━━━ Passage extrait ━━━

En 2005, lorsqu’il doit renouveler sa demande d’accès à la centrale de Cattenom auprès de l’autorité compétente – en l’occurrence la préfecture –, il obtient un refus sans explication.

Devant le silence de la préfecture de Moselle, il adresse un courrier à la Haute autorité de lutte contre les discriminations (Halde), s’estimant victime de discrimination en raison de ses convictions :

« J’avais demandé à voir mon dossier Cnil et il était copieux, rempli de nombreuses données factuelles et précises sur les conférences que je donnais à l’étranger dans le cadre du mouvement raëlien auquel j’appartiens depuis 1983. »

« Une discrimination prohibée » selon la Halde

Sans réponse pendant plus de cinq ans, malgré ses nombreuses démarches, il finit par entamer une grève de la faim, le 20 avril, devant la préfecture de Moselle. Au bout de quinze jours, il est reçu par le préfet qui lui remet une vieille lettre de la Halde dont il n’a jamais eu connaissance.

━━━ Données fournies ━━━

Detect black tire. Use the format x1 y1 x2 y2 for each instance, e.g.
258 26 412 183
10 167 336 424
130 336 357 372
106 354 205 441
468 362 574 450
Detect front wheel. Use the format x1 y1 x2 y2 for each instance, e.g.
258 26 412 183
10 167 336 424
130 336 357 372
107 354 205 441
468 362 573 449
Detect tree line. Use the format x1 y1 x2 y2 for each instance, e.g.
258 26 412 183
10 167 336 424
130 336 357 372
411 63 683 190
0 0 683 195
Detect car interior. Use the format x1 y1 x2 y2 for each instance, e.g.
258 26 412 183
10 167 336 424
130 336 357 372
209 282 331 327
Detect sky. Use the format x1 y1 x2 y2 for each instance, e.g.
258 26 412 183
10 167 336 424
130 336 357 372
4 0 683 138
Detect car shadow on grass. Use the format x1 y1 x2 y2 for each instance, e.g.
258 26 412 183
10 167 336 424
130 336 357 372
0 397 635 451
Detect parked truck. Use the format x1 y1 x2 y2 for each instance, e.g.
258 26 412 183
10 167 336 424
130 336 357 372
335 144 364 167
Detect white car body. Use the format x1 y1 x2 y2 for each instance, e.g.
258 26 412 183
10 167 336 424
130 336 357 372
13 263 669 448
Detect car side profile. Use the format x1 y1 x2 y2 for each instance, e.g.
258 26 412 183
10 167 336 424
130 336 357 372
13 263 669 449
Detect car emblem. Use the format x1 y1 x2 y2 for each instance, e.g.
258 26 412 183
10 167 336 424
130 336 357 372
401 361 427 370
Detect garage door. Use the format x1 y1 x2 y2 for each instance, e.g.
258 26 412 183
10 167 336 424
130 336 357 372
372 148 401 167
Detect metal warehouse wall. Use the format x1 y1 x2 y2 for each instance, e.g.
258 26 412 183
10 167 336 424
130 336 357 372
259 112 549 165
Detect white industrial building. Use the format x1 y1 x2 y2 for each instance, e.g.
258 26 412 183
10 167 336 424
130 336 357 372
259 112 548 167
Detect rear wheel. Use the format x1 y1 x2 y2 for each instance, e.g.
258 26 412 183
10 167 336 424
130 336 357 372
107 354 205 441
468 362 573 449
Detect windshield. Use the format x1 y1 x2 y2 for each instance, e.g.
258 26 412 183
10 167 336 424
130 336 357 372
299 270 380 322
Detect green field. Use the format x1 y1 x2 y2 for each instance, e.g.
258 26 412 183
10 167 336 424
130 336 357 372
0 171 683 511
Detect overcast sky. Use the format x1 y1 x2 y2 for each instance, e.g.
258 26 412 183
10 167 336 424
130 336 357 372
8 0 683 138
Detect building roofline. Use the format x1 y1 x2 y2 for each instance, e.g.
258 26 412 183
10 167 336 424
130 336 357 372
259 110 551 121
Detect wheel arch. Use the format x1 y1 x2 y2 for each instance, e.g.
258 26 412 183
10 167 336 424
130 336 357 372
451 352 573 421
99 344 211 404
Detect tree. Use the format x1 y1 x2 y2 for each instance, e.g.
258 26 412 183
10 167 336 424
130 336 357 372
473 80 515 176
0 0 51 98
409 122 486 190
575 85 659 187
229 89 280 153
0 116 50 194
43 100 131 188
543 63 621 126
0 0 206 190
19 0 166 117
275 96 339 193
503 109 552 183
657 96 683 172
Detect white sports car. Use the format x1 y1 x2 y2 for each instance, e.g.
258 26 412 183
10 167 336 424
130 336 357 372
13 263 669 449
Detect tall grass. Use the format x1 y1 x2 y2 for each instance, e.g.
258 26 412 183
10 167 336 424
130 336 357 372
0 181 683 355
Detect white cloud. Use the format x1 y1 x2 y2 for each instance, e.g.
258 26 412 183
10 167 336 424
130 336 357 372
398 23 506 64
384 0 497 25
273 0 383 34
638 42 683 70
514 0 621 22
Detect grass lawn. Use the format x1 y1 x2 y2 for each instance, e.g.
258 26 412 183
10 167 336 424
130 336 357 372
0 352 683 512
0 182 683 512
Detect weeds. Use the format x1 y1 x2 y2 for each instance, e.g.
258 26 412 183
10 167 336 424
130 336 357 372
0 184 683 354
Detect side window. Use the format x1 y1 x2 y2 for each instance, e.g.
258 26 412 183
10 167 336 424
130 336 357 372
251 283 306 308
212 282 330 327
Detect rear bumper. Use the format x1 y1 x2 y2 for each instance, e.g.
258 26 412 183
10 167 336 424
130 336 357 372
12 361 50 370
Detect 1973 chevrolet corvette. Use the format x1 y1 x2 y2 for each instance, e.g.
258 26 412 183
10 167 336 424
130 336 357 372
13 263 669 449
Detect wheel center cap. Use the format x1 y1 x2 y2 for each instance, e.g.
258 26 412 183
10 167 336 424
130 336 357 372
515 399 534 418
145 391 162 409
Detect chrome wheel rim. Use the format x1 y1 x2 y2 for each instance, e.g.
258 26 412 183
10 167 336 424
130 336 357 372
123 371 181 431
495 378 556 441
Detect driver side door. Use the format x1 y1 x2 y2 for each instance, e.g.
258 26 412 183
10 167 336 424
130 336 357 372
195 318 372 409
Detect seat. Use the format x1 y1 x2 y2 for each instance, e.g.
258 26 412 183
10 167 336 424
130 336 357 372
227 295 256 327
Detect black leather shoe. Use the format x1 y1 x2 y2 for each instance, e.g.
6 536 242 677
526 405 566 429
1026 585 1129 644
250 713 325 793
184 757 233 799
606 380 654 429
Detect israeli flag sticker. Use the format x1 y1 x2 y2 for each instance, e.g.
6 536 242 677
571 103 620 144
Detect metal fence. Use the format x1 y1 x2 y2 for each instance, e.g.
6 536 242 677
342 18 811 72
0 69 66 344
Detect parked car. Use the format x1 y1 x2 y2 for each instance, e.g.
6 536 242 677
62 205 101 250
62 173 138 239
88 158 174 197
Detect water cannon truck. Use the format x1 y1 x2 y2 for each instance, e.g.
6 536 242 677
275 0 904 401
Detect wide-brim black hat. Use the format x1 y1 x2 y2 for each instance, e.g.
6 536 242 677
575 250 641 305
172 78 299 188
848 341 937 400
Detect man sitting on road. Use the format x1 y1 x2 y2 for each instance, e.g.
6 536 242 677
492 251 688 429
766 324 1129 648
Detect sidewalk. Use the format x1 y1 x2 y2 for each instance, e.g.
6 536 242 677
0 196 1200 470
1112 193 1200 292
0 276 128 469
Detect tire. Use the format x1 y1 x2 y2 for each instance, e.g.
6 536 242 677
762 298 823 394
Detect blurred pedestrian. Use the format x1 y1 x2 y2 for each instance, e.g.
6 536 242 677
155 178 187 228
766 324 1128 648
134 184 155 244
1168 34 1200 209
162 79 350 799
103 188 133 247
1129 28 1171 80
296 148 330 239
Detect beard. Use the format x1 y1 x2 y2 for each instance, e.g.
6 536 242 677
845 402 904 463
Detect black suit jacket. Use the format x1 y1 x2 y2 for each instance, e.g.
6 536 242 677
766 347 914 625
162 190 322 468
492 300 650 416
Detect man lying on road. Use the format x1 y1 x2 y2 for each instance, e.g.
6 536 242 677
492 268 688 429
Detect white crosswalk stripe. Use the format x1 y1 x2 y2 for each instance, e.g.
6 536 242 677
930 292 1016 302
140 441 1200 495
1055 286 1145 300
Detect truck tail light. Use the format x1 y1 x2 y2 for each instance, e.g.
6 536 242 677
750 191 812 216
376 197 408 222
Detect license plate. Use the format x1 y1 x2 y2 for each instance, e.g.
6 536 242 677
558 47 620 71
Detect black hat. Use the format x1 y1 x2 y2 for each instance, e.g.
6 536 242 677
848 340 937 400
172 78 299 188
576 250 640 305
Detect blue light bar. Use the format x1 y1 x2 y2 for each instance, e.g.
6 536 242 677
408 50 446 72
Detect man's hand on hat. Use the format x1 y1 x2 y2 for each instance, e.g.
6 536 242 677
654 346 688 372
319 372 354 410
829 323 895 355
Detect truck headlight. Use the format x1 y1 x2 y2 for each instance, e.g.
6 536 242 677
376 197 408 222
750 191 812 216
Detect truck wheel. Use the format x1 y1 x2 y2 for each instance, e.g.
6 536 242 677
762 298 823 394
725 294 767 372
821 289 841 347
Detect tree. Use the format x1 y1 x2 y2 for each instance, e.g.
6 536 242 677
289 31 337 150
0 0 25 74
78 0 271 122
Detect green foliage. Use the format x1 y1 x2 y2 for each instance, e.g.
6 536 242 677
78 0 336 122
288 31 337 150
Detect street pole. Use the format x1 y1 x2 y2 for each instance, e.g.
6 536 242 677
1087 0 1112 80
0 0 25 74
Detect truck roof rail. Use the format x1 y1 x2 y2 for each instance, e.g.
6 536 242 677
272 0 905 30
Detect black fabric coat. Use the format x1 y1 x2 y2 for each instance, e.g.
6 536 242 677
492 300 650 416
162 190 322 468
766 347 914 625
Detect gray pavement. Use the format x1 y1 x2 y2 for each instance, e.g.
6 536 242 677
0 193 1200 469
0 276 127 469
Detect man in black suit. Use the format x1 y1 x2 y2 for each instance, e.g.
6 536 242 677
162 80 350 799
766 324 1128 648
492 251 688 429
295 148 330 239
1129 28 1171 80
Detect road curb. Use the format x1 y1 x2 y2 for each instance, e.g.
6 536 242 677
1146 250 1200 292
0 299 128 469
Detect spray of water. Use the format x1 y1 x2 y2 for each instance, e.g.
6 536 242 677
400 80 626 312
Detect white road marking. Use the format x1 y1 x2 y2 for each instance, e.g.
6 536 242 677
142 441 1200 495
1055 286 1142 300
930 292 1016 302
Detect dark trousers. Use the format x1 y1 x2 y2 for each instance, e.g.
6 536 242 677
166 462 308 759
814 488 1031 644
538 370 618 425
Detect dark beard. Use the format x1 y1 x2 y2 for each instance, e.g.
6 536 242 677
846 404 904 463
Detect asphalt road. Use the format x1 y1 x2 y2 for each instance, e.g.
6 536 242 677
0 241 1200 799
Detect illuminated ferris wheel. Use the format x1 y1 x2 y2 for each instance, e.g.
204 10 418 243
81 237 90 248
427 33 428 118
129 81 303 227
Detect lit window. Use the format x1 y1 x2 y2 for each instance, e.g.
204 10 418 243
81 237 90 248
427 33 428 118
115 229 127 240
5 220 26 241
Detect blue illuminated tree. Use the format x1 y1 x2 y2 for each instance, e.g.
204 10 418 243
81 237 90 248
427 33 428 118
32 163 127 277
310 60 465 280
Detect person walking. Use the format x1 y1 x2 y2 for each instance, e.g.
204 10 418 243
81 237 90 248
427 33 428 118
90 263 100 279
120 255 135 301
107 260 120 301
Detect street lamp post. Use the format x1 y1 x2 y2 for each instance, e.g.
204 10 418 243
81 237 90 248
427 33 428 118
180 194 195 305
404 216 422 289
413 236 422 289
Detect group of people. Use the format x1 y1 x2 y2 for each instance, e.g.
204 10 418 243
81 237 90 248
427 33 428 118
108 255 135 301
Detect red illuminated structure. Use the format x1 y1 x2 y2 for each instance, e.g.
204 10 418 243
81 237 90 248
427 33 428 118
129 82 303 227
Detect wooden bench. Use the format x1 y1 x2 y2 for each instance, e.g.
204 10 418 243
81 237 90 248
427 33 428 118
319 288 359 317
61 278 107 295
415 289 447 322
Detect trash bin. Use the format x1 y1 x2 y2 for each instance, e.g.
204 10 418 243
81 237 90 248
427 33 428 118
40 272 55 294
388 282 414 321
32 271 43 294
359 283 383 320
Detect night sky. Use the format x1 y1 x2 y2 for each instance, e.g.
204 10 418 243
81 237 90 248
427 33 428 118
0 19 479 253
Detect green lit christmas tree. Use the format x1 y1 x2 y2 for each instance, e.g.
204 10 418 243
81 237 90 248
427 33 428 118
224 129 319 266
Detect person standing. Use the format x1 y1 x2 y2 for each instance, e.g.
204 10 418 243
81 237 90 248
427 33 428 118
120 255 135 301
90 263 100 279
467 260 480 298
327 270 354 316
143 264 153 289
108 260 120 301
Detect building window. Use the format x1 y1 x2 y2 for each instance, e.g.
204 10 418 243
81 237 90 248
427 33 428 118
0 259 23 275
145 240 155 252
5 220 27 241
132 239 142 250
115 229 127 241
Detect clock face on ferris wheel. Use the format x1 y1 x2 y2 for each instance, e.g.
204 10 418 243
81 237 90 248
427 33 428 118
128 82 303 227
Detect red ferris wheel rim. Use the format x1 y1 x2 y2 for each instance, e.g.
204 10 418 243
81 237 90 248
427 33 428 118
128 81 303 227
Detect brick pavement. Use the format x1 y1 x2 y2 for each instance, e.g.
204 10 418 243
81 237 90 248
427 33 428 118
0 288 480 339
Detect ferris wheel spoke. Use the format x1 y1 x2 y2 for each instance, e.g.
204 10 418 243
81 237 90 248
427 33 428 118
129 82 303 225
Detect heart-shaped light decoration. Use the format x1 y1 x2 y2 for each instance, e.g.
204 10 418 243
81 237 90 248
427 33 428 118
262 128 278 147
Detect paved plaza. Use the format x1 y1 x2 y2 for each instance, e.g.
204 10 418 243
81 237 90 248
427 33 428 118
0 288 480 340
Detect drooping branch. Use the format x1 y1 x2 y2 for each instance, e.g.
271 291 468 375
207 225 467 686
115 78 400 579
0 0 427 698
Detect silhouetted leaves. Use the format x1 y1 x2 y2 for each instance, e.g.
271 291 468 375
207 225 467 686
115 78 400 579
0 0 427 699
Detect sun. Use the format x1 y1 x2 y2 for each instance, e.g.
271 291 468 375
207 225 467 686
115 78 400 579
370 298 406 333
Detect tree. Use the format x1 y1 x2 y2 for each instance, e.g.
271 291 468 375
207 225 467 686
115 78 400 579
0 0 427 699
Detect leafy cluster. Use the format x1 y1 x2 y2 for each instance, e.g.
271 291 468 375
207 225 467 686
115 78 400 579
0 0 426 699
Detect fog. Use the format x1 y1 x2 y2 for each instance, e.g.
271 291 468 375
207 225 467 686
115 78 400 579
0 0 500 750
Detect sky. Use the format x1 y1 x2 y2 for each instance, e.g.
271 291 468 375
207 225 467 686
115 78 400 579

━━━

Reprenez l'article sur le refus d'accès à la centrale de Cattenom et poursuivez-le à partir de sa dernière phrase.

En date du 23 octobre 2009, le courrier stipule qu’en l’absence de « justifications plus précises », l’avis de la préfecture pourrait constituer une discrimination. Le document de la Halde révèle en effet les motivations de la préfecture :

« M. Piffer est connu des services de sécurité comme étant un responsable important de “l’église raëlienne” et proche du gourou Raël, des éléments perçus comme les indices d’une vulnérabilité qui amoindrit les garanties d’une personne au regard de la protection contre le renseignement et la malveillance. »

La Halde souligne que si le technicien appartient au mouvement raëlien depuis 1983, il intervient dans la centrale de Cattenom depuis 1996, « sans qu’aucun incident n’ait été signalé ».

La Haute autorité rappelle que la décision de la préfecture constitue :

« Une discrimination prohibée par les articles 9 et 14 de la Convention européenne des droits de l’homme et des libertés fondamentales et […] contraire au principe de liberté de conscience et à l’article 6 de la loi du 13 juillet 1983. »

Cette loi prohibe les discriminations à l’égard des fonctionnaires « en raison de leurs opinions philosophiques ».

La Halde avait demandé à la préfecture de se justifier. Celle-ci était alors revenue sur sa décision. Le principal intéressé n’a pas eu connaissance de cette décision qui de toute façon est arrivée après la fin de la mission.

« L’humanité va s’autodétruire par une guerre atomique »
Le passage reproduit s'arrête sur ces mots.